Information
- Country: Australia
- Federation: Australian Baseball Federation
- Confederation: Baseball Confederation of Oceania
- Manager: Jason Pospishil

WBSC ranking
- Current: 10 ▲3 (31 December 2025)

Women's World Cup
- Appearances: 9 (first in 2004)
- Best result: 2nd (1 time, in 2010)

= Australia women's national baseball team =

The Australian women's national baseball team, nicknamed the Emeralds, represents Australia in international women's baseball tournaments and competitions. The team is controlled by the Australian Baseball Federation, which is represented in the Baseball Confederation of Oceania (BCO). They are the only team in Oceania to be formally ranked by the International Baseball Federation (IBAF), and are the 3rd ranked women's baseball team in the world. The Emeralds have been in existence since 2001, when the first ever squad was selected from the 2001 National Women’s Championships, held in Sydney. They compete in the biennial IBAF Women’s Baseball World Cup.

The team has competed at all eight Women's Baseball World Cups, most recently finishing seventh in 2018. The next major tournament was the 2020 Women's Baseball World Cup.

==Roster==

=== 2020 World Cup Roster ===
No Roster had been named due to postponement of the World Cup because of the COVID pandemic. The World Cup was originally scheduled for Monterey, Mexico, and then changed to Tijuana, Mexico.

───

:: Required actions ::
[A] Print the part of the article on the Australia women's national baseball team starting with "Information" and going on through "(31 December 2025)".
[B] In the article on the Australia women's national baseball team, what is the team's nickname?
[C] Pick up the article on the Australia women's national baseball team from where it stops.
The records that follow the article come from a different source.

───

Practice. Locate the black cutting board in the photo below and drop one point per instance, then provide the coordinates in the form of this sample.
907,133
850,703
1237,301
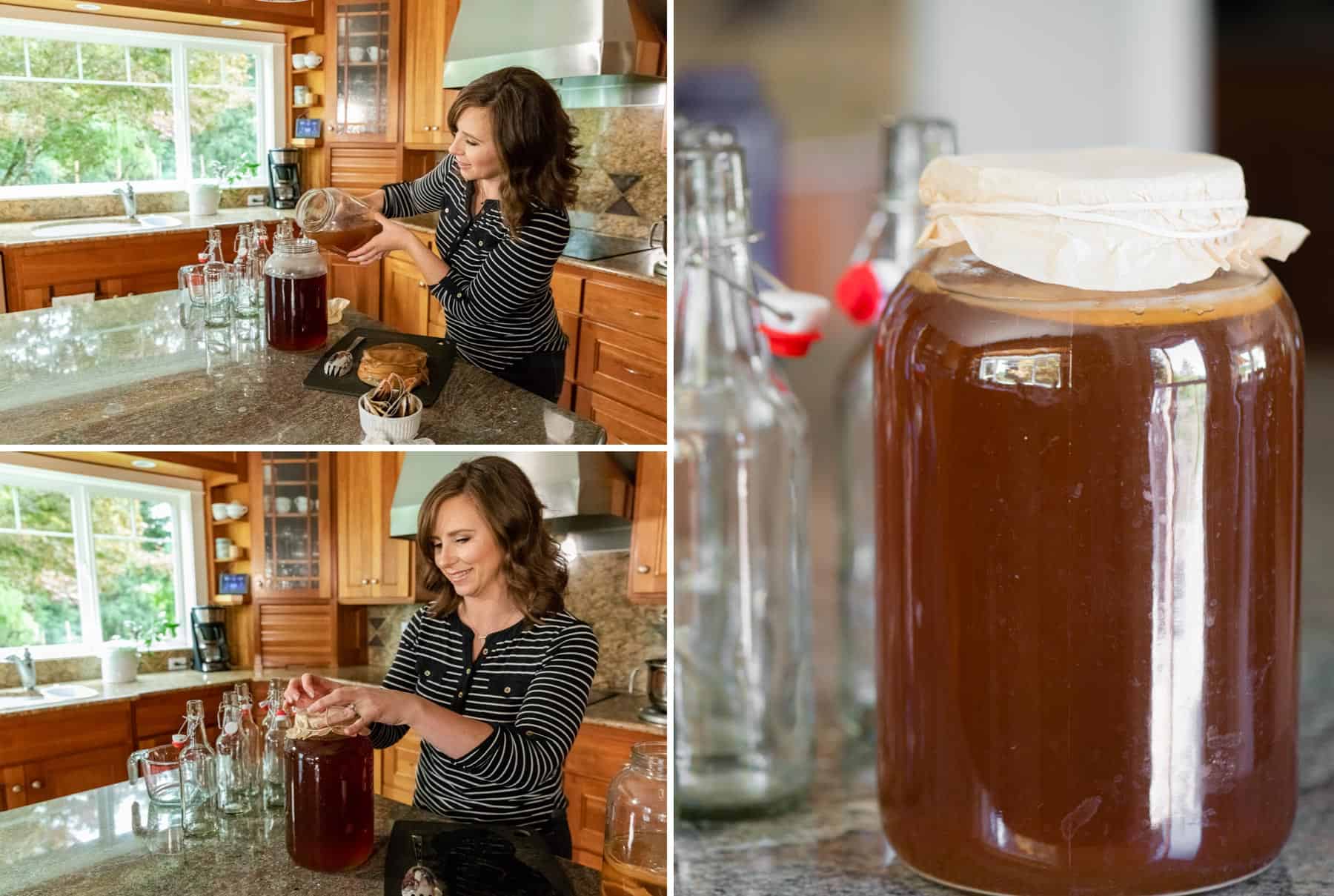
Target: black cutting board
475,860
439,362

───

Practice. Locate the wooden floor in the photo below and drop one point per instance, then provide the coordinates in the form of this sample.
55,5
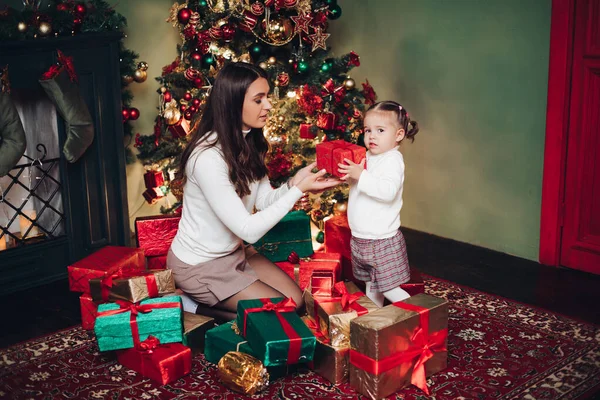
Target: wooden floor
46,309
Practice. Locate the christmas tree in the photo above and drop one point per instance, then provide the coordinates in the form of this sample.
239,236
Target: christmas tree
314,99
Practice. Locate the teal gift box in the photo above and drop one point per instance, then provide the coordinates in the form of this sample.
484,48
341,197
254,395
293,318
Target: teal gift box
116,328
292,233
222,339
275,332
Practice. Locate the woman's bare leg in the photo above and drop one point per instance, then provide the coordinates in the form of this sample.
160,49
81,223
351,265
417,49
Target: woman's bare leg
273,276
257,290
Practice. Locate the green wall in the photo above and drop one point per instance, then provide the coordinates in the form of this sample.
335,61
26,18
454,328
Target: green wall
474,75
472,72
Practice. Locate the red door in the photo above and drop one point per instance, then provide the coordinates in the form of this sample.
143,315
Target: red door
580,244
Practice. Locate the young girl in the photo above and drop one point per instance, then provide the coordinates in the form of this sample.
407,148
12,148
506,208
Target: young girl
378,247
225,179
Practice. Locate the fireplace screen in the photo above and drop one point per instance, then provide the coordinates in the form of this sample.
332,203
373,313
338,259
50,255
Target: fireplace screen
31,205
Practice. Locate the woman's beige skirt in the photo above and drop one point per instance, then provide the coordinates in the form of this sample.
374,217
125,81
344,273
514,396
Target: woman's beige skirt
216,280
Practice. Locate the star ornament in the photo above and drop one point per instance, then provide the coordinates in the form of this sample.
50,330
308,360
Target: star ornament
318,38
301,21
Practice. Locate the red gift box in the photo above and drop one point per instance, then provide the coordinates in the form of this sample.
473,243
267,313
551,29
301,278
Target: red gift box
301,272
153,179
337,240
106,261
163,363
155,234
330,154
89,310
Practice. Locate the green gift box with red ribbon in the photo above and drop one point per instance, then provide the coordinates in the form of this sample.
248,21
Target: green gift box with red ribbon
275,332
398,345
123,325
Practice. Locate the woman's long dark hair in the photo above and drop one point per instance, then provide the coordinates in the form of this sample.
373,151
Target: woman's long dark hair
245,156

───

:: Outputs for the tasks ::
[A]
Information
- Country: Australia
- Federation: Australian Baseball Federation
- Confederation: Baseball Confederation of Oceania
- Manager: Jason Pospishil

WBSC ranking
- Current: 10 ▲3 (31 December 2025)

[B] The Emeralds

[C]
=== 2014 World Cup Roster ===
Pitchers
- Kim McMillan
- Melinda Latimer
- Stephanie Gaynor
- Brittany Hepburn
- Maddison Lenard
- Lauren McGrath
- Laura Neads
- Jacinda Barclay
- Georgia Blair
- Taylah Welch
- Amy Collins
Outfield
- Amy McCann
- Leigh Godfrey
- Rachael Higgins
Infield
- Shae Lillywhite
- Christina Kreppold
- Natalie Rawlings
- Bronwyn Gell
- Katie Gaynor
Catcher
- Tahnee Lovering

==Coaching staff==

- Head Coach – Simone Wearne
- Assistant Coach – Dean White
- Assistant Coach – Narelle Gosstray
- Assistant Coach – Luke Hughes
- Pitching Coach – Graeme Lloyd
- Physio – Joni Ralph-Wilkie
- Executive Officer – David Nagy
- Technical Analyst – Yasunori Sato

== World ranking ==

In August 2009 the International Baseball Federation created a ranking system so that the nations involved in international competition could be compared independently. Teams receive points based on the position they finish at the end of World Cup tournaments. Only results at the previous three tournaments years are used, so points are added and removed over time. Points are also weighted so that more recent tournaments have a greater impact on the rankings.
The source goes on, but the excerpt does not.